** Begin Data provided **

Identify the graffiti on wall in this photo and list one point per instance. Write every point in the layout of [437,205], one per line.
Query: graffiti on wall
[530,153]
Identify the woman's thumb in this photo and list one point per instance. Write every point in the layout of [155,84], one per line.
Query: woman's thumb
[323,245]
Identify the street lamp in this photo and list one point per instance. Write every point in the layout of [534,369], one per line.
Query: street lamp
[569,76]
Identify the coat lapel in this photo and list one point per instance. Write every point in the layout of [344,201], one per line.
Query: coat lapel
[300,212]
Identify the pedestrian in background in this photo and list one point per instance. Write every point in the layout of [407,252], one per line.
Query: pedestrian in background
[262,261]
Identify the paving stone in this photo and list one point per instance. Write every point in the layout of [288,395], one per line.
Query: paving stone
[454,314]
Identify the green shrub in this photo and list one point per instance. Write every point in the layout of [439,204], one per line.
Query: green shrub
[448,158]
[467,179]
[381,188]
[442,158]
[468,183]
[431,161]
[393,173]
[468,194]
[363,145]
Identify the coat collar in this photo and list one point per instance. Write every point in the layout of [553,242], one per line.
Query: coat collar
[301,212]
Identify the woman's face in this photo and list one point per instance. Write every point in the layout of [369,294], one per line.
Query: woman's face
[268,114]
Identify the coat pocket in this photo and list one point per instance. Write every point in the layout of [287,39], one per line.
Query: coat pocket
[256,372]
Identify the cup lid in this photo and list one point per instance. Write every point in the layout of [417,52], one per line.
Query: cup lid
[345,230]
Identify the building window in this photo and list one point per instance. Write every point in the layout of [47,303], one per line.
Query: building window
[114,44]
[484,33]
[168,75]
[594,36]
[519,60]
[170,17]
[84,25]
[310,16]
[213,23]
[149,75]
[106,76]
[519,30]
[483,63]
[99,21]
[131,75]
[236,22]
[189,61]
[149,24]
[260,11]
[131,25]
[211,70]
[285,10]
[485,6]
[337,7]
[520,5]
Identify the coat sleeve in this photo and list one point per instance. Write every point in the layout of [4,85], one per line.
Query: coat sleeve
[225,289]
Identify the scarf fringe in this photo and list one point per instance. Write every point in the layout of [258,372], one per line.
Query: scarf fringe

** End Data provided **

_Work required_
Rewrite every line of the rows above as a Markdown table with two columns, No. and Line. Number the lines in order and skip any blank ones.

_Written response_
| No. | Line |
|---|---|
| 1 | Identify the graffiti on wall in this photo and list one point per instance. Write every point in the layout of [437,205], one per line. |
| 2 | Query: graffiti on wall |
| 3 | [530,153] |
| 4 | Identify the woman's thumb in this photo and list one point per instance. Write every point in the layout of [155,84], one per line. |
| 5 | Query: woman's thumb |
| 6 | [323,245] |
| 7 | Identify the street lamp in this photo and list one point per instance. Write every point in the layout of [534,369], one per line. |
| 8 | Query: street lamp |
| 9 | [569,76] |
| 10 | Identify the coat lapel in this photo and list one point per instance. Write every point in the layout of [344,201], one per line. |
| 11 | Query: coat lapel |
| 12 | [300,212] |
| 13 | Identify the pedestrian in background in this photo and list one point per instance. Write every point in the layout of [407,252], one per line. |
| 14 | Query: pedestrian in background |
| 15 | [262,261] |
| 16 | Identify the paving stone in this photo and list one point per instance. Write every point in the layout of [288,395], one per line. |
| 17 | Query: paving stone |
| 18 | [454,314] |
| 19 | Identify the green shrub in this photo and list one point per instance. Write every point in the layout of [439,204], one per line. |
| 20 | Query: green shrub |
| 21 | [448,158] |
| 22 | [467,179] |
| 23 | [381,188] |
| 24 | [442,158] |
| 25 | [468,183] |
| 26 | [431,161] |
| 27 | [393,173] |
| 28 | [468,194] |
| 29 | [363,145] |
| 30 | Identify the coat collar in this photo and list one point per instance. Write every point in the layout of [553,242], one per line. |
| 31 | Query: coat collar |
| 32 | [301,212] |
| 33 | Identify the woman's face in this photo and list one point per instance. Write every point in the layout of [369,294], one per line. |
| 34 | Query: woman's face |
| 35 | [268,114] |
| 36 | Identify the coat pocket in this photo and list one point per instance. Write every point in the layout of [287,39], one per line. |
| 37 | Query: coat pocket |
| 38 | [256,372] |
| 39 | Identify the cup lid in this photo and list one point per instance. Write every point in the layout of [417,52], one per line. |
| 40 | Query: cup lid |
| 41 | [345,230] |
| 42 | Identify the building window in this photo and list one point per instance. Write every point in the layout of [47,303], one per line. |
| 43 | Query: building window |
| 44 | [114,44] |
| 45 | [484,33] |
| 46 | [168,75] |
| 47 | [594,36] |
| 48 | [519,60] |
| 49 | [170,17] |
| 50 | [84,25] |
| 51 | [310,16] |
| 52 | [213,23] |
| 53 | [149,75] |
| 54 | [106,76] |
| 55 | [519,30] |
| 56 | [483,63] |
| 57 | [99,21] |
| 58 | [131,75] |
| 59 | [236,22] |
| 60 | [189,61] |
| 61 | [149,24] |
| 62 | [260,11] |
| 63 | [131,25] |
| 64 | [211,70] |
| 65 | [285,10] |
| 66 | [485,6] |
| 67 | [337,7] |
| 68 | [520,5] |
| 69 | Identify the coat sleeve in this photo and list one point per instance. Write every point in the layout of [4,85], one per line. |
| 70 | Query: coat sleeve |
| 71 | [225,289] |
| 72 | Identify the scarf fringe in this photo and list one point per instance. Write every point in the layout of [258,372], one per line. |
| 73 | Query: scarf fringe |